■ Source document:
■ ■ ■ ■ ■
Parents arrested months after 1-year-old was thrown from vehicle, killed
The family of seven were making their way their way across the state on Alligator Alley when a surveillance video at a toll plaza captured what is likely the last image of the youngest in the group alive.
Dressed in a green and blue T-shirt and a diaper, 1-year-old Marvens Dorizar was sitting on his mother’s lap. Beside him, his father, driving the 2006 Nissan Frontier. In the rear of the old truck were Marvens’ siblings and another adult. None of the children, whose ages were 10, 7, 4 and 1, was restrained in any sort of child seat, though a child seat was captured on surveillance tape among a suitcase and cooler in the back bed of the truck.
The surveillance footage is now being used to help investigators bolster their criminal cases against Marven’s parents, whom investigators claim are responsible for the death and injuries of their children.
Less than an hour after the footage was taken in the toll plaza, in the fast lanes of Interstate 75, just before the U.S. 27 interchange near Mile Marker 28, the truck’s worn left tire blew and Marc Dorizar, 34, lost control of the truck.
The truck veered right. It rotated clockwise and overturned, barreling through a wire fence and coming to stop on its roof in the Everglades. Marvens was thrown from the truck.
And for the next two hours first responders, including the Broward Sheriff’s Office Fire Rescue Dive Team, frantically searched for him. Two hours later he was found in a canal. A medical examiner said the infant drowned.
Marven’s siblings were taken to a Broward County hospital. His mother and the other adult passenger, a 56-year-old woman in the back seat, was also injured. None of the adults was wearing seatbelts.
Now, nearly a year after the Sept. 3 crash, the children’s parents have been arrested on 16 charges of child abuse and child neglect. Dorizar, the child’s father, has also been arrested on aggravated manslaughter of a child charge.
On Tuesday, Dorizar and the infant’s mother Charline Coriolan, who live west of Tampa, were booked in the Hillsborough County Jail after being arrested by the Florida Highway Patrol on a warrant out of Broward County.
A probable cause affidavit for their arrests says Dorizar drove the truck knowing that the left tire was unsafe. Both are being held responsible for not having the children in child restraints.
■ ■ ■ ■ ■
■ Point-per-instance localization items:
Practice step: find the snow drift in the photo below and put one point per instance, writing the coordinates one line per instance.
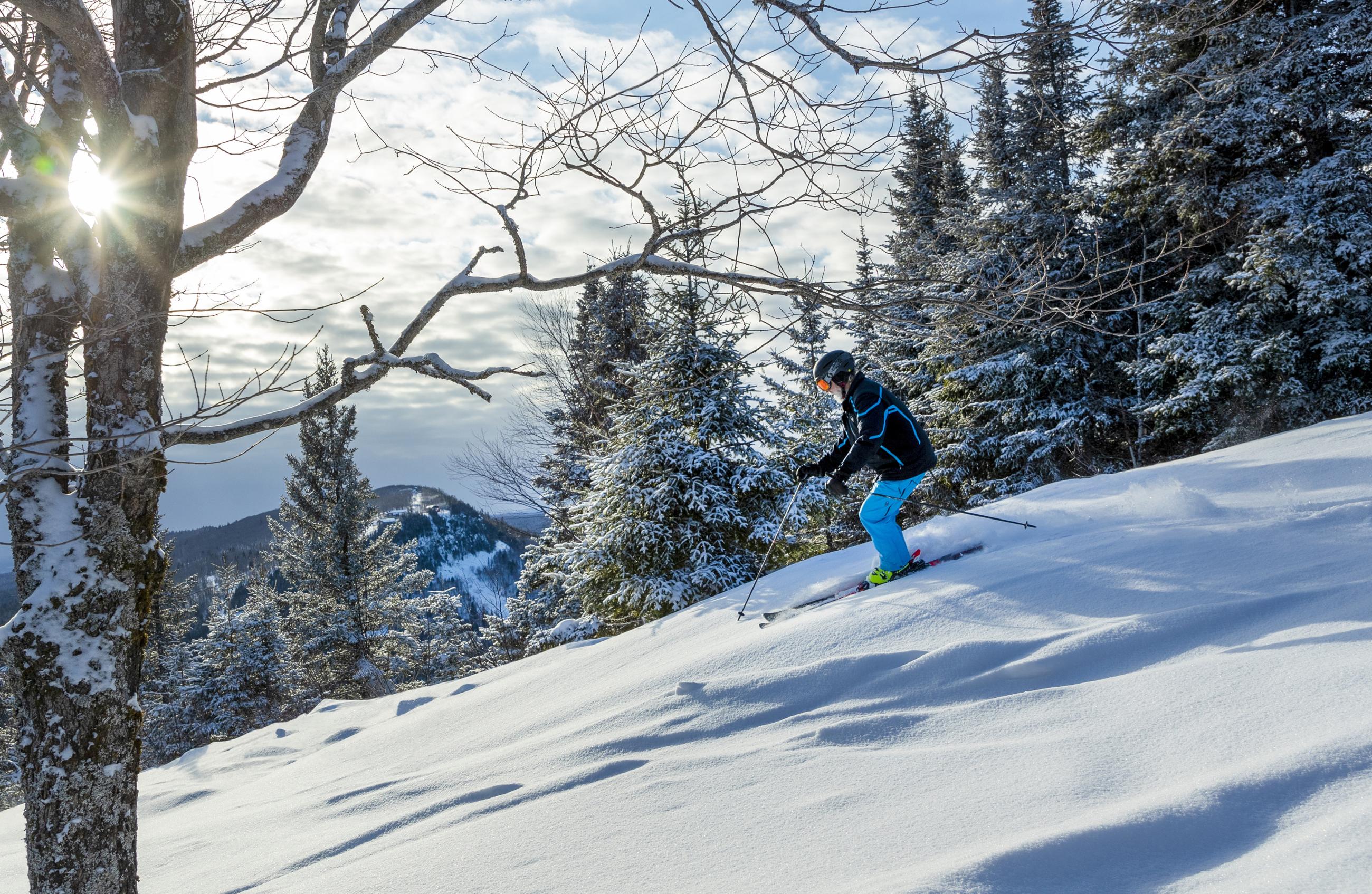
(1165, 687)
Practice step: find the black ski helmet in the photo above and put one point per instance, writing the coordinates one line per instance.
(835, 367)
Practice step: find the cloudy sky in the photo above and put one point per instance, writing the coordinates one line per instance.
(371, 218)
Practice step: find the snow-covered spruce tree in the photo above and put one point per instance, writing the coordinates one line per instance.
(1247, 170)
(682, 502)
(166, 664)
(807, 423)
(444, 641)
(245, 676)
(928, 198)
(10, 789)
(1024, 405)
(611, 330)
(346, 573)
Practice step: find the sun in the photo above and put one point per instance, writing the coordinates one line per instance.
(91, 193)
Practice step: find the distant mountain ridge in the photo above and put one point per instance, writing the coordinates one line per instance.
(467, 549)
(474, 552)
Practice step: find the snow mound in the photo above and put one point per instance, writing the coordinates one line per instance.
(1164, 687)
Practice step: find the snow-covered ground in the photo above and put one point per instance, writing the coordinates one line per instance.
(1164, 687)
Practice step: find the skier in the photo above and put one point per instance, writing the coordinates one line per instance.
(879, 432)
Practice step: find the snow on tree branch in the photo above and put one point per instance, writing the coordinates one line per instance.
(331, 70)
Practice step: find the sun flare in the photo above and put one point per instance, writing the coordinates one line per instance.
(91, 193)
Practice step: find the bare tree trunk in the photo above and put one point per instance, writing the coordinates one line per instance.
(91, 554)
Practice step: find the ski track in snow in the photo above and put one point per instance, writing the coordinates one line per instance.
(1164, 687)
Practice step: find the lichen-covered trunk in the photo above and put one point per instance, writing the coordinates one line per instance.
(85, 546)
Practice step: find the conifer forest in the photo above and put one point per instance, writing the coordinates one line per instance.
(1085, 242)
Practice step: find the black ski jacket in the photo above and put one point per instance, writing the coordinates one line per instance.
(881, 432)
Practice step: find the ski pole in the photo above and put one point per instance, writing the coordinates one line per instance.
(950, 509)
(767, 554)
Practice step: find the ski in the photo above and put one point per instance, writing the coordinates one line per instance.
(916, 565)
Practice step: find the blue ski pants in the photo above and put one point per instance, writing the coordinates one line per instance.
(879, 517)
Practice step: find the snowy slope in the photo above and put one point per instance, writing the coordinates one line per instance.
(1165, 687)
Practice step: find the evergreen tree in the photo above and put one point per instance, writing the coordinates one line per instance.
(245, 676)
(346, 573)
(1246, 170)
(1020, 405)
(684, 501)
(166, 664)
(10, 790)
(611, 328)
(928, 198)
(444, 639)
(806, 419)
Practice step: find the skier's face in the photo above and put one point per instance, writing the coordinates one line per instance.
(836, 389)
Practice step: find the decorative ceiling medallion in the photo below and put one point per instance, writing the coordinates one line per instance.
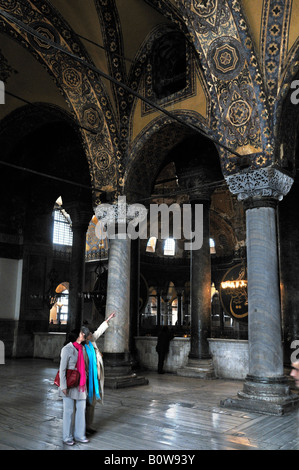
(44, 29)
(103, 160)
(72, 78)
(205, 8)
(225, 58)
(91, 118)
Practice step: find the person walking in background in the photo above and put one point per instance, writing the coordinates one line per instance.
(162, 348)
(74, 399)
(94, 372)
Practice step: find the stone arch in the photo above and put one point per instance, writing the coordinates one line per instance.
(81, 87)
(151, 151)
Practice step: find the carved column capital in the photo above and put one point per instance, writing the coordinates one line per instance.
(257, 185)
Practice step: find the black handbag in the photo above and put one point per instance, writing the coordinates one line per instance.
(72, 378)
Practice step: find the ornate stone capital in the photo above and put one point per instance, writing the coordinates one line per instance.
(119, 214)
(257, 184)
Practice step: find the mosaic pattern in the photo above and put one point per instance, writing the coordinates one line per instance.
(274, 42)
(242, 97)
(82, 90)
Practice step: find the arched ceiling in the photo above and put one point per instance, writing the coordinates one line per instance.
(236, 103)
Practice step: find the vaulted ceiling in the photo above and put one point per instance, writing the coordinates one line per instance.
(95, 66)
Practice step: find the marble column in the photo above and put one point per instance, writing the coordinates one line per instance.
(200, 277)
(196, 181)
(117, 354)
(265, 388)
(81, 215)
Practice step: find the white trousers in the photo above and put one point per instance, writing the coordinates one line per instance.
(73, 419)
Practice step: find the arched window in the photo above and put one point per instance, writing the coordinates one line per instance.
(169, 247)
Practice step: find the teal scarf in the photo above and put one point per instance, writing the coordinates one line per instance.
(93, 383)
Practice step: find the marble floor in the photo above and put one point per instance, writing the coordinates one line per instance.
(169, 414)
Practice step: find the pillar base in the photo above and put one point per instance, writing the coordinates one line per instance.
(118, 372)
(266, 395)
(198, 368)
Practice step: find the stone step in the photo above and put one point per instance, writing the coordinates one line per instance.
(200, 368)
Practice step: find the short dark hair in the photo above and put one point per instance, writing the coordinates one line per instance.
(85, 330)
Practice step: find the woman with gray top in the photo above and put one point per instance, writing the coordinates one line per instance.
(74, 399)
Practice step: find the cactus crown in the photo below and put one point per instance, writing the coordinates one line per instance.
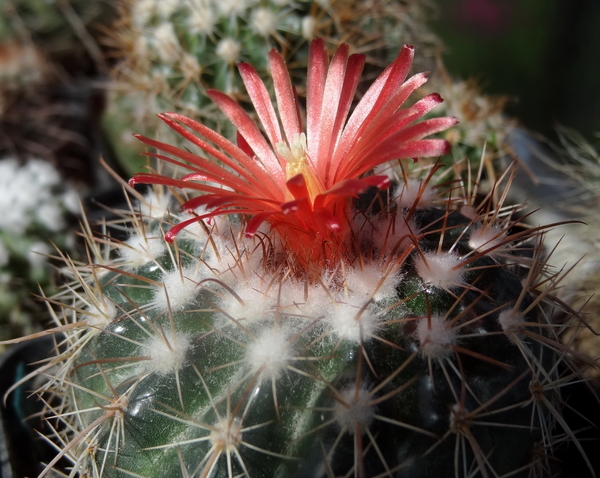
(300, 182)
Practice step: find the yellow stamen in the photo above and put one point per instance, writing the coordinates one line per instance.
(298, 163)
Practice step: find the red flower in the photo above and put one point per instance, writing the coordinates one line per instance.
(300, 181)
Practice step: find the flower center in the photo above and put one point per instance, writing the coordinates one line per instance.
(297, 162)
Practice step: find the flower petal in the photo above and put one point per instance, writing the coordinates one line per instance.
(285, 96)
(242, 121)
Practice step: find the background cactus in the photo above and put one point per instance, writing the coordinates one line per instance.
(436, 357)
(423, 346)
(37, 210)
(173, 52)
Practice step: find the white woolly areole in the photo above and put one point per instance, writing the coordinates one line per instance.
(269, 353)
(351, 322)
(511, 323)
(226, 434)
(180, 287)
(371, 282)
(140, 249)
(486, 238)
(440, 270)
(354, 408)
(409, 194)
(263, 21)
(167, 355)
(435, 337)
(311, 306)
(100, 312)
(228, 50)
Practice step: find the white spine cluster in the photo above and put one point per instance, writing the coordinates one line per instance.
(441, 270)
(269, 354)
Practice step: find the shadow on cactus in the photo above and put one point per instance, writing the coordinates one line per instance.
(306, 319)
■ ■ ■ ■ ■
■ Try it: Could you reproduce the crash article's wording word for word, from "The surveillance footage" up to and including "from the truck."?

■ Solution to the problem:
The surveillance footage is now being used to help investigators bolster their criminal cases against Marven’s parents, whom investigators claim are responsible for the death and injuries of their children.
Less than an hour after the footage was taken in the toll plaza, in the fast lanes of Interstate 75, just before the U.S. 27 interchange near Mile Marker 28, the truck’s worn left tire blew and Marc Dorizar, 34, lost control of the truck.
The truck veered right. It rotated clockwise and overturned, barreling through a wire fence and coming to stop on its roof in the Everglades. Marvens was thrown from the truck.